Coordinate annotation entries
○ ○ ○ ○

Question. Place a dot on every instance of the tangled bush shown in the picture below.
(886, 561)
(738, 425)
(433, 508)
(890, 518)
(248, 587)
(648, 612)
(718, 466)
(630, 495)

○ ○ ○ ○

◆ The request
Please return every one of the lines above word for word, with no changes.

◆ Response for this exercise
Question. Place a dot on every instance of the tangled bush shown in the picture below.
(886, 561)
(738, 425)
(433, 508)
(890, 518)
(248, 587)
(648, 612)
(718, 466)
(630, 495)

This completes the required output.